▶ What the exercise asks
Starting with the line containing "Task: tag the white border" and going on through the end of the records, would you write those lines out again with "pin" swapped for "marker" and nothing else altered? Leave out the pictures.

▶ Dataset content
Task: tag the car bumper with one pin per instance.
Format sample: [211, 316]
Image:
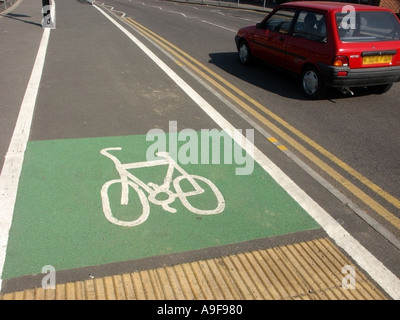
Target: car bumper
[359, 77]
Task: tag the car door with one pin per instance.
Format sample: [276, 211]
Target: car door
[309, 41]
[270, 38]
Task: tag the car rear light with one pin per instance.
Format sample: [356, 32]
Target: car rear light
[341, 61]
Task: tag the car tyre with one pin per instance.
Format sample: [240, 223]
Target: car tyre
[380, 89]
[311, 84]
[244, 53]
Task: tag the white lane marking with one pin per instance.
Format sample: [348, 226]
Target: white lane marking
[9, 177]
[368, 262]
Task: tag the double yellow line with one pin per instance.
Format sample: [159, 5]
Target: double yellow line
[260, 112]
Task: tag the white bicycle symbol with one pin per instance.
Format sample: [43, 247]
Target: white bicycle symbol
[127, 179]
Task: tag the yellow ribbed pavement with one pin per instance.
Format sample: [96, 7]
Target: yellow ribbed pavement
[305, 270]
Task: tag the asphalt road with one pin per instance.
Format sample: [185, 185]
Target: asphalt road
[356, 136]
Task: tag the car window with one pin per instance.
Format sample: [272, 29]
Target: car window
[368, 26]
[280, 21]
[310, 25]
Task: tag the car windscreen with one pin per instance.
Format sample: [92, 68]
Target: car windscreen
[366, 26]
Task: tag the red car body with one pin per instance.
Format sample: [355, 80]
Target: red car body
[348, 45]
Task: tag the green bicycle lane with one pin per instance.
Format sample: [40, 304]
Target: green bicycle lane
[60, 218]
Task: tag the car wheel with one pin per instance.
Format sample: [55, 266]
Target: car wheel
[312, 84]
[244, 53]
[382, 88]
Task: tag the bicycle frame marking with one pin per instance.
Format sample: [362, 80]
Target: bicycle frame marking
[127, 179]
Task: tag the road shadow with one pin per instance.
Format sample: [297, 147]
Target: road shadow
[19, 17]
[270, 79]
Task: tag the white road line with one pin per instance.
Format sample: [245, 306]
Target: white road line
[368, 262]
[9, 177]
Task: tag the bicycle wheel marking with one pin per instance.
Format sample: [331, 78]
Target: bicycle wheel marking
[59, 218]
[128, 179]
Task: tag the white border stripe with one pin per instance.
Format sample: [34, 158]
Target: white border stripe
[9, 177]
[375, 268]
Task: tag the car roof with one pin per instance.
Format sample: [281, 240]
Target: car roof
[330, 5]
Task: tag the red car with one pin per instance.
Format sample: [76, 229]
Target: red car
[327, 45]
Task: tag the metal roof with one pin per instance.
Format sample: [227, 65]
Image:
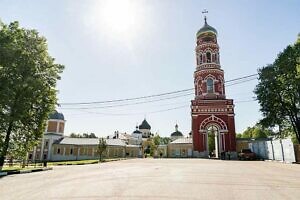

▶ Exercise output
Task: tag the white border stripe with one marker per instance.
Format sample: [34, 158]
Target: white border stripe
[9, 177]
[375, 268]
Task: tag the car roof with one marker per instance.
Format sample: [281, 240]
Target: car roof
[330, 5]
Task: tag the red car with one marker per instance.
Format sample: [76, 229]
Target: red car
[327, 45]
Task: tag the metal roof with one marker per instance.
Format sample: [227, 65]
Image:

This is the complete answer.